__Excerpt provided__.
== Segment start ==

A parameter calculation circuit 6 solves the normal equation (5) shown above using the autocorrelation matrix R and the autocorrelation vector b, calculates the spectrum feature parameter vector a, and outputs the result from an output terminal 7.

The Cholesky decomposition algorithm is used to solve the above normal equation (5). For more information on the Cholesky decomposition, refer to document (2) (Discrete-Time Processing of Speech Signals, J. R. Deller et al., Macmillan Pub 1993).

The conventional system uses an estimation function which estimates all the frequency area evenly as in the above formula (1). Therefore, it is difficult to increase the accuracy of spectrum feature parameter extracting in a given frequency area.

The present invention seeks to solve the problems associated with a prior art described above. In view of the foregoing, it is an object of the present invention to provide a spectrum feature parameter sampling system which solves the problem of a low sampling accuracy in a low-energy frequency area or accuracy loss in sampling energy formants if the spectrum approximation is slanted (not even or deviated), when spectrum feature parameters are extracted from speech or audio signals using linear predictive analysis.

Particularly, it is an object of the present invention to provide spectrum feature parameter extracting apparatus having an improved extracting accuracy over any desired frequency band.

To achieve the above object, a spectrum feature parameter extracting system according to a first aspect of the invention comprises: signal input means for receiving an input signal; means for entering impulse response of a weight function; storing means for storing the input signal for a specified length of time; filtering means for filtering the input signal using the impulse response; (first) calculating means for calculating autocorrelation of the filtered input signal; (second) calculating means for calculating cross-correlation between the filtered input signal and the impulse response; (third) calculating means for calculating spectrum feature parameters of the input signal using the autocorrelation and the cross-correlation; and output means for outputting the spectrum feature parameters.

According to a second aspect, there is provided a spectrum feature parameter extracting system which comprises: a signal input means for receiving an input signal; means for entering a weight function; storing means for storing the input signal for a specified length of time; (fourth) calculating means for calculating an impulse response from said weight function; means for filtering the input signal using the weight function; (first) calculating means for calculating autocorrelation of the filtered input signal; (second) calculating means for calculating cross-correlation between the filtered input signal and the impulse response; (third) calculating means for calculating spectrum feature parameters of the input signal using the autocorrelation and the cross-correlation; and output means for outputting said spectrum feature parameters.

According to a third aspect, there is provided a spectrum feature parameter extracting system which comprises: means for receiving an input signal; means for storing the input signal for a specified length of time; means for calculating an impulse response of a weight function using the input signal; means for filtering the input signal using the impulse response; means for calculating autocorrelation of the filtered input signal; means for calculating cross-correlation between the filtered input signal and said impulse response; means for calculating spectrum feature parameters of the input signal using the autocorrelation and the cross-correlation; and means for outputting the spectrum feature parameters.

According to a fourth aspect, there is provided a spectrum feature parameter extracting system which comprises: means for receiving an input signal; means for storing said input signal for a specified length of time; means for calculating a weight function using the input signal; means for calculating an impulse response from the weight function; means for filtering the input signal using the weight function; means for calculating autocorrelation of the filtered input signal; means for calculating cross-correlation between the filtered input signal and the impulse response; means for calculating spectrum feature parameters of the input signal using the autocorrelation and the cross-correlation; and means for outputting the spectrum feature parameters.

== Segment end ==

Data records
== Segment start ==

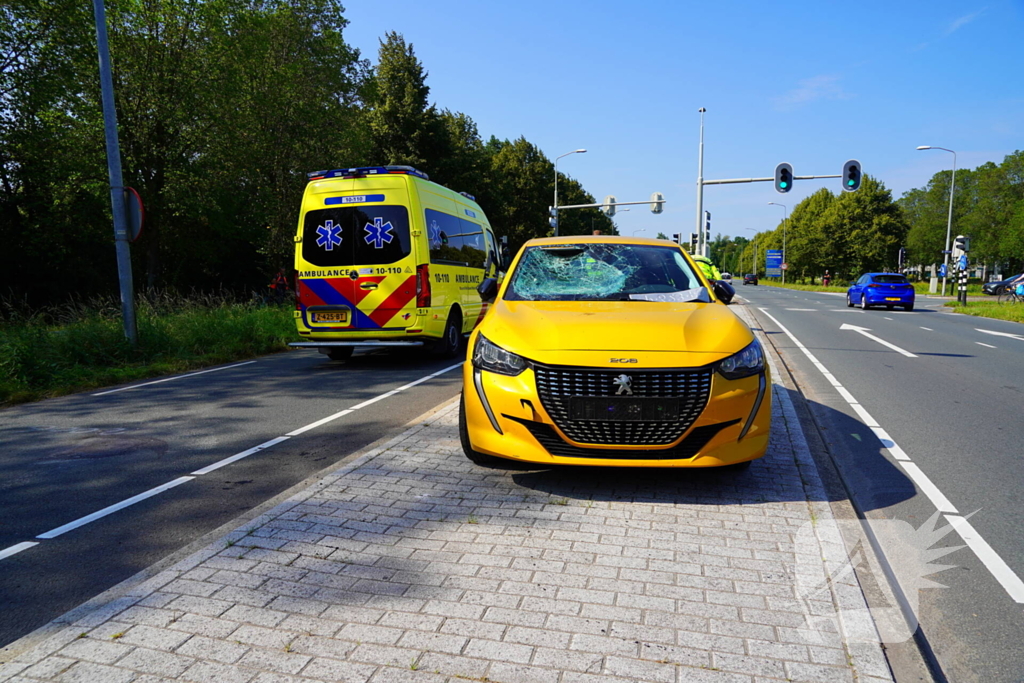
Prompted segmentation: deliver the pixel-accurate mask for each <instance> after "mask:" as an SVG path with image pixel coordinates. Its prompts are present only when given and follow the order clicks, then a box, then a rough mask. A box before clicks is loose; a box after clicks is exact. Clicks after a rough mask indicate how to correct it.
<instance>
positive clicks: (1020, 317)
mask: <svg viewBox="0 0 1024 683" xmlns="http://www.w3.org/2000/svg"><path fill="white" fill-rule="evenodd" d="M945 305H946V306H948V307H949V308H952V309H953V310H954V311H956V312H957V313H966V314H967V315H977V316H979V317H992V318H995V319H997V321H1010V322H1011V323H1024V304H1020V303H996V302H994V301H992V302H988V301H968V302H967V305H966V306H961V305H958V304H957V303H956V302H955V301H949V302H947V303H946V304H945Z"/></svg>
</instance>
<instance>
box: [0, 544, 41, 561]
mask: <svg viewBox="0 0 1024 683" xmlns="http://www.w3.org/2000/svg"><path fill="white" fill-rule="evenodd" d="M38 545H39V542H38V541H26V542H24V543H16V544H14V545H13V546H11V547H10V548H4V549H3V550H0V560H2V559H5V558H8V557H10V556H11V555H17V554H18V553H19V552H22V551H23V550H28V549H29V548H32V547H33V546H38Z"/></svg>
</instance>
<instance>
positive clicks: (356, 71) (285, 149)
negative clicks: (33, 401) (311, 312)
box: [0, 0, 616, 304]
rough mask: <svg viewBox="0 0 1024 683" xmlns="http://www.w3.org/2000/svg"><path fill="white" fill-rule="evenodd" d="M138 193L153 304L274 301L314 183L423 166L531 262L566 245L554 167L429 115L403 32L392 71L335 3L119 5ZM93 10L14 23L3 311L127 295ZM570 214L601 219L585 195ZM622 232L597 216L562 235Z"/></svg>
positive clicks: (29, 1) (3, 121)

== Segment end ==
== Segment start ==

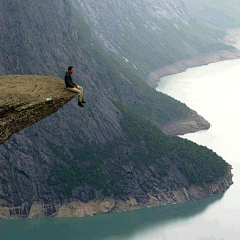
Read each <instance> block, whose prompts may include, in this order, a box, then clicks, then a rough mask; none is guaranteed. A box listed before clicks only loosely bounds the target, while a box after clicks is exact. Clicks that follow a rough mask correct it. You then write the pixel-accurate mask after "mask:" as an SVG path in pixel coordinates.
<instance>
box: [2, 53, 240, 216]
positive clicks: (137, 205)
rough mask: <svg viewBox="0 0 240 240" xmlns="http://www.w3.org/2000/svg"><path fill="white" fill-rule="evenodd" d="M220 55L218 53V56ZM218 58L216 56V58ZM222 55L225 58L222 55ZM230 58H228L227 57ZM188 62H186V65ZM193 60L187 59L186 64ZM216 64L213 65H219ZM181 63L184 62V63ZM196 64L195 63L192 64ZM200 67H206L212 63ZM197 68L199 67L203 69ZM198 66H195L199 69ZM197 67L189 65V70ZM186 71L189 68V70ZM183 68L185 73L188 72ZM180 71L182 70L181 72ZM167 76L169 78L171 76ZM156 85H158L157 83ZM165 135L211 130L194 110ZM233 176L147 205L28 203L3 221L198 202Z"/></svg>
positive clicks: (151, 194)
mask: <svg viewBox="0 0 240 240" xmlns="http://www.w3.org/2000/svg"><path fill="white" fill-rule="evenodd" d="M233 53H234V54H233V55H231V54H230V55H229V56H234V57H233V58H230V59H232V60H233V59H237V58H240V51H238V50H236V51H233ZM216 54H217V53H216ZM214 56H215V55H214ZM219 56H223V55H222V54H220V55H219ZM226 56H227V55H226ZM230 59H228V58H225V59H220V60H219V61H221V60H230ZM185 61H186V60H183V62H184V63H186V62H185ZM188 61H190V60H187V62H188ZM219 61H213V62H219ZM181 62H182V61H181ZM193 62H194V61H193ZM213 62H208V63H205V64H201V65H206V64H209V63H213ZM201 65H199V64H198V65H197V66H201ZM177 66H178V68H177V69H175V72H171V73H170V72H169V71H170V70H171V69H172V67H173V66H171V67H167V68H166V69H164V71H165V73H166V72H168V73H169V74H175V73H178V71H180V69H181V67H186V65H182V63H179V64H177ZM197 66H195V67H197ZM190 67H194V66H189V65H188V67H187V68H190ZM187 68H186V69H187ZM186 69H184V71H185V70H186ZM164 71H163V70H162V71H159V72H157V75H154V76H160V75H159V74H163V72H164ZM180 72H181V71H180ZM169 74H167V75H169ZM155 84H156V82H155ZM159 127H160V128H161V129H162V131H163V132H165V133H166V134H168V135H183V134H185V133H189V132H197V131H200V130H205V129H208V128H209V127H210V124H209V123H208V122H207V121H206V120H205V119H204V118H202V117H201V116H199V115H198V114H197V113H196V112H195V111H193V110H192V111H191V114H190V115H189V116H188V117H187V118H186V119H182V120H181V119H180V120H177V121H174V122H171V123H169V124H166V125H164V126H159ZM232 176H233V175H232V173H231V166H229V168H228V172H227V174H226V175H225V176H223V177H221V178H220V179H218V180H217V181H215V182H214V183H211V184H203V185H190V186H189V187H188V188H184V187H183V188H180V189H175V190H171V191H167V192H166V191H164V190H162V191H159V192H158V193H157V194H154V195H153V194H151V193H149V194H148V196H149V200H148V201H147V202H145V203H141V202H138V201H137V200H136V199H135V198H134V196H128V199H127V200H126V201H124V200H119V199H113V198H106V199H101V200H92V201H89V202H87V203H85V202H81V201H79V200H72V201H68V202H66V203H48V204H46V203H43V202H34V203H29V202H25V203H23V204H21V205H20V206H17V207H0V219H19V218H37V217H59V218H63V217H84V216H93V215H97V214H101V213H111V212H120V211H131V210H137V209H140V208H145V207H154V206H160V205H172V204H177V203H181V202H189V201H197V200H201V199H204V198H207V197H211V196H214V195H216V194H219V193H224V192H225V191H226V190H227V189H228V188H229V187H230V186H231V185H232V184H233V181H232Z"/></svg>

== Segment end ==
== Segment start ==

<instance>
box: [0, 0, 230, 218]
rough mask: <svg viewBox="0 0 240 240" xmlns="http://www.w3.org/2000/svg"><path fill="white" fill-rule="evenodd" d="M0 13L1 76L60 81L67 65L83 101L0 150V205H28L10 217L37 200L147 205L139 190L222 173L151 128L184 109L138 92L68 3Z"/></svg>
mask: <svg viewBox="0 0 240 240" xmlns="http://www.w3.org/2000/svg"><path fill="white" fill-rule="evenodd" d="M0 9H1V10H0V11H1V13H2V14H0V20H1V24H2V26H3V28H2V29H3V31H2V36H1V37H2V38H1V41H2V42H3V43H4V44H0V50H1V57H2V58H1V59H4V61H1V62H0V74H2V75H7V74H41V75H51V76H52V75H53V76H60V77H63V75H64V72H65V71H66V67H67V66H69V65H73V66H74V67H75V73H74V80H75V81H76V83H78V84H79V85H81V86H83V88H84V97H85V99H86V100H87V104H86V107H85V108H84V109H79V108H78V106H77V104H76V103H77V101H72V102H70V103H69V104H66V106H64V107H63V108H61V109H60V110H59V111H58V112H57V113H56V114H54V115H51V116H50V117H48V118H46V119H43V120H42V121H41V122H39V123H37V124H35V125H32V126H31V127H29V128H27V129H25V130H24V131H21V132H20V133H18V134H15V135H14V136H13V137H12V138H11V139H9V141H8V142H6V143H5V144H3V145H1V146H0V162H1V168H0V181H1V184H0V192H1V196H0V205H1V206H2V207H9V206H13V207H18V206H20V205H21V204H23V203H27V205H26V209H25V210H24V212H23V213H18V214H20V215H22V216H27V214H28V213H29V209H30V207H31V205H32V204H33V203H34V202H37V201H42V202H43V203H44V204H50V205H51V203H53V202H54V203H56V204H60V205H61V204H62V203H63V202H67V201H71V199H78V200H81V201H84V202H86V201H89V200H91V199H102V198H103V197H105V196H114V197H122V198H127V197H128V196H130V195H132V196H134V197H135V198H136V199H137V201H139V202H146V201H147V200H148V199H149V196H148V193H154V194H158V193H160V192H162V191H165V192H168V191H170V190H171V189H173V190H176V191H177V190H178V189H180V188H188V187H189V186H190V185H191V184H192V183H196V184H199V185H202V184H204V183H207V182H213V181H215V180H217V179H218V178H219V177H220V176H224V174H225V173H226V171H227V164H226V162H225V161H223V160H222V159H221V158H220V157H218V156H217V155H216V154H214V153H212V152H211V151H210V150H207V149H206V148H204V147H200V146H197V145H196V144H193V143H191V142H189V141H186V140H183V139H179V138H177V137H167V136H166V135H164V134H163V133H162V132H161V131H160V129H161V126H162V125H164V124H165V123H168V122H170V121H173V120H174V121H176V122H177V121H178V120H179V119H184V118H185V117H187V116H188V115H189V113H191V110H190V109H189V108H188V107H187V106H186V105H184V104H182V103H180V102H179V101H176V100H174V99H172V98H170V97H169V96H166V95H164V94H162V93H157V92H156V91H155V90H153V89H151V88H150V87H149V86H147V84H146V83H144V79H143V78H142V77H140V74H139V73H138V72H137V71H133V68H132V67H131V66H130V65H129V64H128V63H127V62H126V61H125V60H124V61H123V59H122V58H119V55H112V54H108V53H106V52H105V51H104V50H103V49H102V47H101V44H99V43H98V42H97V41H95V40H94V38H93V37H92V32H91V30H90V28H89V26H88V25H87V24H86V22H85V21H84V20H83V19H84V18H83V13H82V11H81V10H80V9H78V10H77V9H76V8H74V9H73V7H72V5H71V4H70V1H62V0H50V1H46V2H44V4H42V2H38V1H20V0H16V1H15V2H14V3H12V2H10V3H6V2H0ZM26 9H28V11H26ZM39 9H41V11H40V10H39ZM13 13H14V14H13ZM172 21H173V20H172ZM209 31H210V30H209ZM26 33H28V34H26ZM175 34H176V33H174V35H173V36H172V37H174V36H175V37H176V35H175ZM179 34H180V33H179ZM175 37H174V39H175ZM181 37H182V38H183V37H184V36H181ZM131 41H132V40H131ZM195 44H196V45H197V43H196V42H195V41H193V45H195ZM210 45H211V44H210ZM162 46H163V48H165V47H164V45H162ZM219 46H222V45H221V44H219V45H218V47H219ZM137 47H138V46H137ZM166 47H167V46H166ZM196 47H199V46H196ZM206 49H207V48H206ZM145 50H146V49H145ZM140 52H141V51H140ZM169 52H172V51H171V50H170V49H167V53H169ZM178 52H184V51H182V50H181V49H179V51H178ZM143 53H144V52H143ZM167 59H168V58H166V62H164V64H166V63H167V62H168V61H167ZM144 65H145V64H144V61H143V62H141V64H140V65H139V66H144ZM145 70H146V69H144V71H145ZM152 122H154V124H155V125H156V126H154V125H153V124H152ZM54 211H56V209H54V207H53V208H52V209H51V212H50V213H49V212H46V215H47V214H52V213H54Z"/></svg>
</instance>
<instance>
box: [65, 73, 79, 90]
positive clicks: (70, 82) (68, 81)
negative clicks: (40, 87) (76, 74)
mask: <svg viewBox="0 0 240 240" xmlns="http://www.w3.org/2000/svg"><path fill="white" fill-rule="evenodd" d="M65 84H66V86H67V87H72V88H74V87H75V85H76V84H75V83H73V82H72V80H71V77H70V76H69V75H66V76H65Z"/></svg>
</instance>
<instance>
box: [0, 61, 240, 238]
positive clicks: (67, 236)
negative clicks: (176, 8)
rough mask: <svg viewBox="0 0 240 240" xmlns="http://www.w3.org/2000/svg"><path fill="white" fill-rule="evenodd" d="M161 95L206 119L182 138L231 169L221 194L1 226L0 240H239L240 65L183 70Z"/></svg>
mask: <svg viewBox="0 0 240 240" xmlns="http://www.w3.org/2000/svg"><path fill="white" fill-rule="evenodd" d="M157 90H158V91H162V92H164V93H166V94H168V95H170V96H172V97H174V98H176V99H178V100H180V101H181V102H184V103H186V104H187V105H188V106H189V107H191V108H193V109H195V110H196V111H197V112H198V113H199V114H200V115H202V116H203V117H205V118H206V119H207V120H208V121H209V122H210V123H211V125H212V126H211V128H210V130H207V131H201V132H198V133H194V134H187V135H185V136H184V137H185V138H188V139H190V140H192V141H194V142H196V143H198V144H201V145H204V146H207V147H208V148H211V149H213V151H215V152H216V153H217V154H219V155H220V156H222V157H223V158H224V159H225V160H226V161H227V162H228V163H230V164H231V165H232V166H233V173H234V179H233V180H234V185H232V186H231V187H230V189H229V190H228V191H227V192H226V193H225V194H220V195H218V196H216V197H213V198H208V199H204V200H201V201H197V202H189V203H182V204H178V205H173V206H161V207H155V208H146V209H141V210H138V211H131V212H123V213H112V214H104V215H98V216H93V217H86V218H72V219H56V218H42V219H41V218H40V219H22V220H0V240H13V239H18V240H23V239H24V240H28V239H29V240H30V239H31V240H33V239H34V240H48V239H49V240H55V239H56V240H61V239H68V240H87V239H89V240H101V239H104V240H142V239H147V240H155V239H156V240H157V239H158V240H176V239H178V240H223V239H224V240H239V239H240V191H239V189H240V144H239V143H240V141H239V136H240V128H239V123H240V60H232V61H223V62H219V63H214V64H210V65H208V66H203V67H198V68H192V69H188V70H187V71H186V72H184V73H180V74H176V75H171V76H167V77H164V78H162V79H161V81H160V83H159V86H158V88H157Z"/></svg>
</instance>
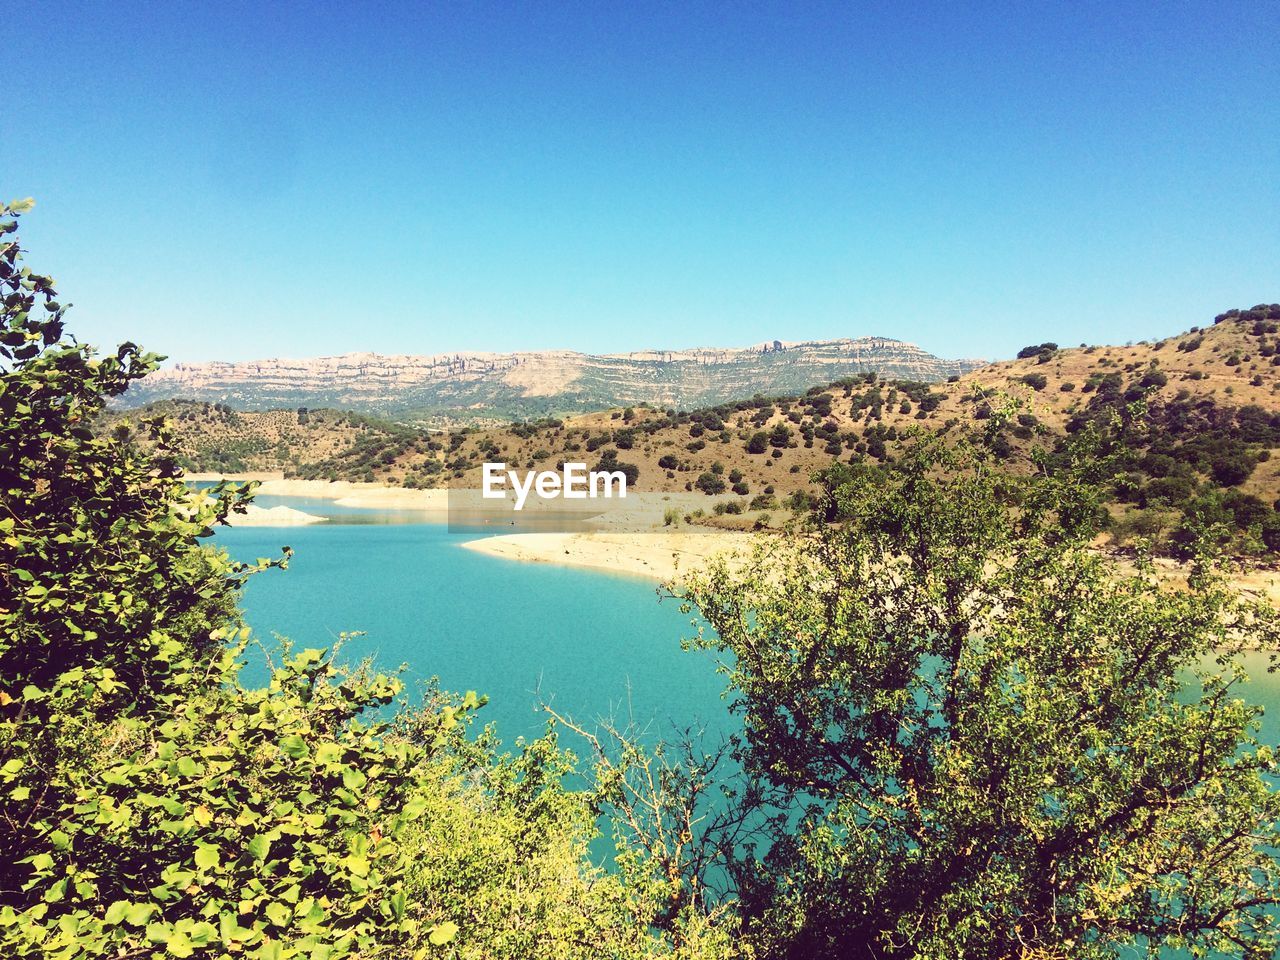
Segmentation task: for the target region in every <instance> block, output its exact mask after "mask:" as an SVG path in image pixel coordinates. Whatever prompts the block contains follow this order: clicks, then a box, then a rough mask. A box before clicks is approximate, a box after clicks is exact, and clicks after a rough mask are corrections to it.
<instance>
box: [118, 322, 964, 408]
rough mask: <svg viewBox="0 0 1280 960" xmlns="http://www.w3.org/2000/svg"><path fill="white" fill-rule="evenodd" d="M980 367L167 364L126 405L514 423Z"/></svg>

== Segment end ==

__Tasks to perform__.
A - In the spectrum feature parameter excerpt, list every means that the first aspect of the invention comprises.
B - Carry the spectrum feature parameter excerpt forward from its final sentence, keeping to its style.
The listing has no connection to the spectrum feature parameter excerpt.

__Answers to this exercise__.
A -
- Signal input means for receiving an input signal
- Means for entering impulse response of a weight function
- Storing means for storing the input signal for a specified length of time
- Filtering means for filtering the input signal using the impulse response
- (First) calculating means for calculating autocorrelation of the filtered input signal
- (Second) calculating means for calculating cross-correlation between the filtered input signal and the impulse response
- (Third) calculating means for calculating spectrum feature parameters of the input signal using the autocorrelation and the cross-correlation
- Output means for outputting the spectrum feature parameters

B -
The spectrum feature parameter extracting system according to the present invention, with the configuration described above, samples spectrum feature parameters from input signals so that the value of an estimation function is minimized according to the frequency weight. Thus, a large weight given on any given frequency area allows sampling error to be estimated more noticeably in that area. This makes it possible to increase the extracting accuracy of spectrum feature parameters in the frequency band.

FIG. 1 is a block diagram showing the configuration of a first embodiment according to the present invention.

FIG. 2 is a block diagram showing the configuration of a second embodiment according to the present invention.

FIG. 3 is a block diagram showing the configuration of a third embodiment according to the present invention.

FIG. 4 is a block diagram showing the configuration of a fourth embodiment according to the present invention.

FIG. 5 is a block diagram showing an example of the configuration of a conventional spectrum feature parameter sampling system.

There is shown a preferred embodiment of the present invention. In a preferred form, the embodiment according to the present invention extracts linear predictive coefficients a(i), which are spectrum feature parameters so that the value of an estimation function containing a frequency weight function W(z), shown in the formula (9) below, is minimized. ##EQU4## where, dw, (i) and s are the coefficient of each weight function and its order, respectively.

The spectrum feature parameters aw (i), i=1, . . . , p, are obtained by normalizing aw (i), i=0, . . . , p, with the zero order term aw (0), using the formula (12) given below.

aW (i)=aW (i)/aW (0), i=1, . . . , p (2)

Transforming the above formula (9) into a time area representation produces the following formula (13): ##EQU5## w(i) is an impulse response of the weight function W(z), and L is the impulse response length.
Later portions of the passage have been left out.